■ INFORMATION GIVEN:

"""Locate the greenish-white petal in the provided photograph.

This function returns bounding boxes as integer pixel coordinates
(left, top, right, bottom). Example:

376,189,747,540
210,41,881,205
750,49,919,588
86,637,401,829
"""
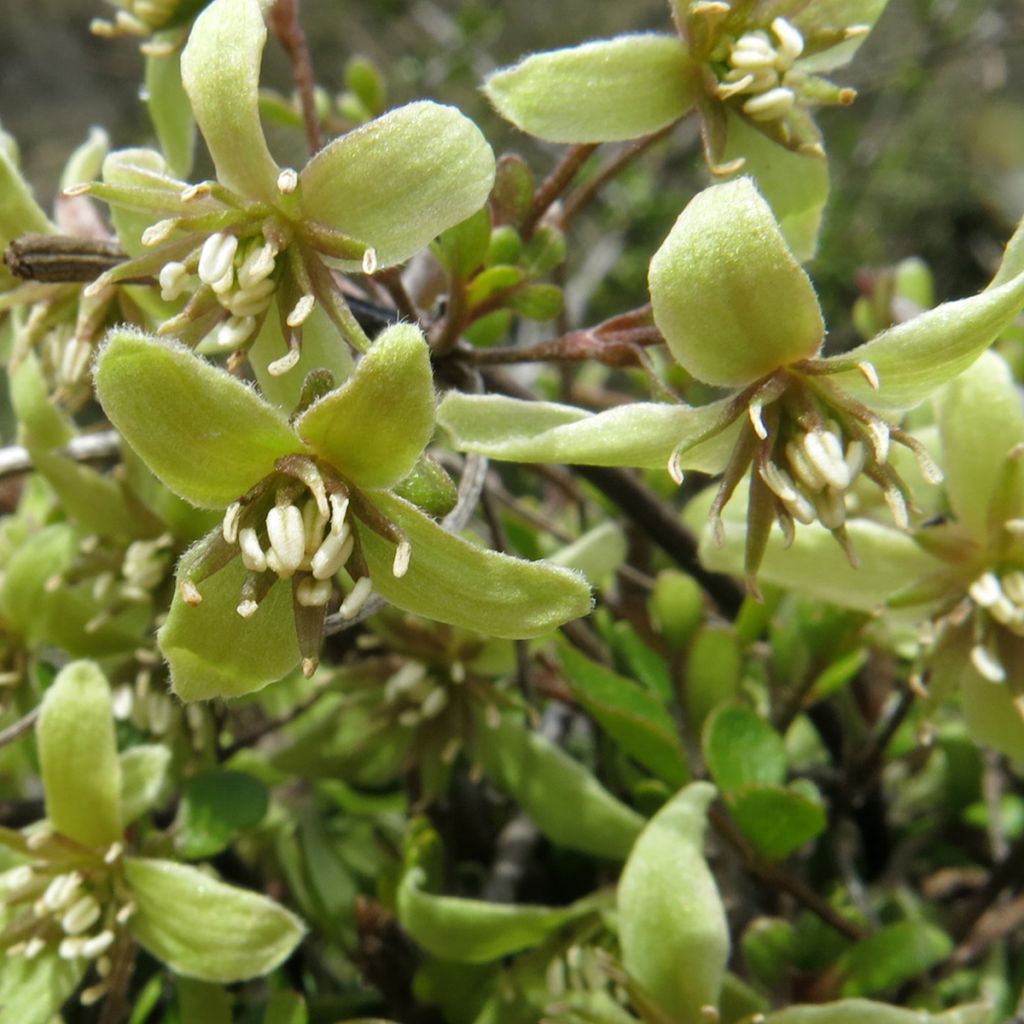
358,492,591,639
437,391,736,473
296,324,434,487
94,329,303,508
483,33,698,142
648,178,824,386
36,662,124,848
299,101,495,266
158,542,299,700
935,351,1024,541
181,0,279,203
722,110,828,263
125,857,305,984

■ WHAT TO WORK ON: Copy every line above word for word, leaving out the picture.

■ WRITTEN ANSWER:
"""Locate the greenish-white petal in the provided photograph.

This function returns bounding boxes as integer pixel coordinates
(left, top, right, bottom). Example:

376,189,747,540
210,41,881,205
750,49,919,588
86,637,401,829
"""
358,492,591,639
437,391,736,473
296,324,434,487
94,329,303,508
483,33,698,142
648,178,824,386
36,662,124,848
299,101,495,266
158,542,299,700
935,351,1024,541
181,0,279,203
722,110,828,263
125,857,305,984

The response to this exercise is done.